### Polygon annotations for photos

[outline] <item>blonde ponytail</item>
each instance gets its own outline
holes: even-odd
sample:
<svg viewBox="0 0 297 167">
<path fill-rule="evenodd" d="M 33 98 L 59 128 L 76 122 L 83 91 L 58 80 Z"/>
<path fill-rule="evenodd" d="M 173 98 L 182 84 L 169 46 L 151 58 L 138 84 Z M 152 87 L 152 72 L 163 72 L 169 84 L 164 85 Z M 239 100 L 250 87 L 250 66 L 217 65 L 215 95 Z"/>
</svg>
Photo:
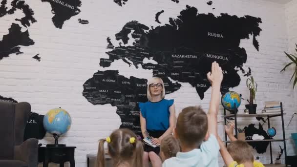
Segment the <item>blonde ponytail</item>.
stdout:
<svg viewBox="0 0 297 167">
<path fill-rule="evenodd" d="M 104 143 L 106 141 L 106 139 L 101 139 L 99 142 L 98 152 L 97 155 L 97 167 L 105 167 L 105 152 L 104 151 Z"/>
</svg>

### Directions
Repeat all of the data above word for word, leaving out the pictures.

### Written answer
[outline] <item>blonde ponytail</item>
each instance gets its own outline
holes: even-odd
sample:
<svg viewBox="0 0 297 167">
<path fill-rule="evenodd" d="M 33 98 L 59 128 L 76 122 L 83 91 L 58 80 Z"/>
<path fill-rule="evenodd" d="M 173 98 L 182 84 L 169 46 L 151 58 L 138 84 Z M 152 87 L 152 72 L 163 72 L 169 84 L 164 85 Z M 239 100 L 250 87 L 250 66 L 217 65 L 215 95 Z"/>
</svg>
Photo:
Segment the <item>blonde ponytail</item>.
stdout:
<svg viewBox="0 0 297 167">
<path fill-rule="evenodd" d="M 104 143 L 106 141 L 106 139 L 101 139 L 99 142 L 98 152 L 97 155 L 97 167 L 105 167 L 105 152 L 104 151 Z"/>
</svg>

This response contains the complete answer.